##### Enregistrements affichés

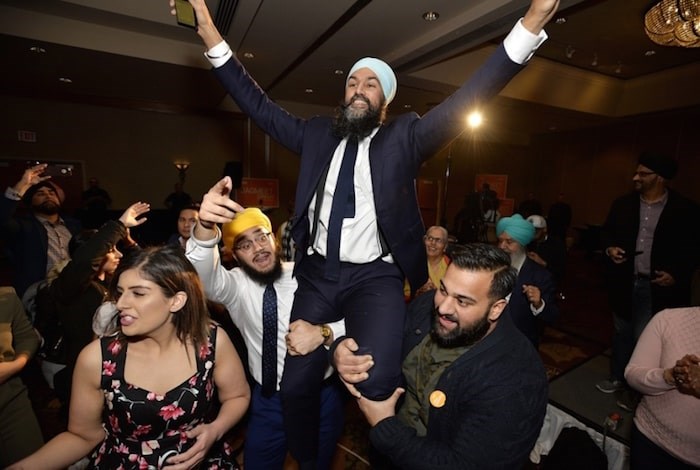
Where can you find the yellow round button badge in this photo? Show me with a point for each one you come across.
(438, 398)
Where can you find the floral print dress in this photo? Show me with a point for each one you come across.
(145, 429)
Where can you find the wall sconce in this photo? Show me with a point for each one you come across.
(182, 170)
(569, 51)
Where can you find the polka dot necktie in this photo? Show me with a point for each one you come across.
(342, 207)
(269, 366)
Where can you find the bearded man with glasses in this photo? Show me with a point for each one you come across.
(243, 290)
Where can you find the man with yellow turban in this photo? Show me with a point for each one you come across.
(534, 297)
(243, 290)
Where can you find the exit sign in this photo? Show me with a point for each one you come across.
(26, 136)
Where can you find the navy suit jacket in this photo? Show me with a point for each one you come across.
(396, 153)
(26, 243)
(518, 307)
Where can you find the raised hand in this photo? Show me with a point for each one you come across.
(217, 207)
(539, 14)
(31, 176)
(130, 217)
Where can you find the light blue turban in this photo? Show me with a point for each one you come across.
(383, 72)
(518, 228)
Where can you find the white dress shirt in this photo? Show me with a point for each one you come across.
(242, 297)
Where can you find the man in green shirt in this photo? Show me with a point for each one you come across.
(476, 390)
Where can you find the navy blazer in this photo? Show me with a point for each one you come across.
(518, 307)
(495, 404)
(396, 153)
(26, 243)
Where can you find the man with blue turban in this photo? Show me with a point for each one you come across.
(534, 296)
(358, 228)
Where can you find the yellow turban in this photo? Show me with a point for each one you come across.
(249, 218)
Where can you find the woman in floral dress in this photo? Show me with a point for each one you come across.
(146, 398)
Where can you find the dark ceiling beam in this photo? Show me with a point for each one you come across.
(327, 34)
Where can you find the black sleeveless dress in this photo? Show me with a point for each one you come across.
(144, 429)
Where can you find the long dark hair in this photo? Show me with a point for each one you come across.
(167, 267)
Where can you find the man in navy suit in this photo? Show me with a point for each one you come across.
(358, 273)
(534, 296)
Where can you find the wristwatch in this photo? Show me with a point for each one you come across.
(326, 332)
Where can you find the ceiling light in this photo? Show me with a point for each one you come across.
(474, 119)
(674, 23)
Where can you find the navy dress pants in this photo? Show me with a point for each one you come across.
(370, 299)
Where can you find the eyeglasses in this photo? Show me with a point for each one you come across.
(246, 245)
(430, 239)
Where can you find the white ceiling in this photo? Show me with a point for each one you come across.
(132, 51)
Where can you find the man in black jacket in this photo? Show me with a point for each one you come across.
(39, 240)
(651, 257)
(476, 389)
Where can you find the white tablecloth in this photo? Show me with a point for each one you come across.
(556, 420)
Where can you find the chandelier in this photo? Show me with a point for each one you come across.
(674, 23)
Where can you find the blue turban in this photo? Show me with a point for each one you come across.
(384, 74)
(518, 228)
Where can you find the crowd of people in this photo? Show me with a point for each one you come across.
(352, 300)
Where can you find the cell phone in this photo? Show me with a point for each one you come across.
(184, 12)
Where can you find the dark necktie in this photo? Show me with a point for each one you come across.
(343, 207)
(269, 376)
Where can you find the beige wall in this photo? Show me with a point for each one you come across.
(131, 152)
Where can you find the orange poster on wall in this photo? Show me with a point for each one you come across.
(498, 183)
(258, 192)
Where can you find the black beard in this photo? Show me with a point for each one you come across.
(264, 278)
(359, 127)
(461, 337)
(47, 208)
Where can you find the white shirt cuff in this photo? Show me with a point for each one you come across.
(521, 44)
(219, 54)
(206, 243)
(537, 311)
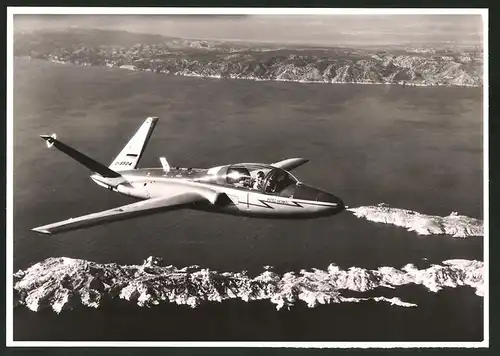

##########

[Exigences du problème] Quelles lignes des enregistrements contiennent le mot « necktie » ? Affichez-les toutes.

[Résultat de l'exercice]
Where can you find the polka dot necktie in this photo? Show me with a point for each one you come across.
Where can you find the dark necktie in this photo? Show me with a point for each one you come across.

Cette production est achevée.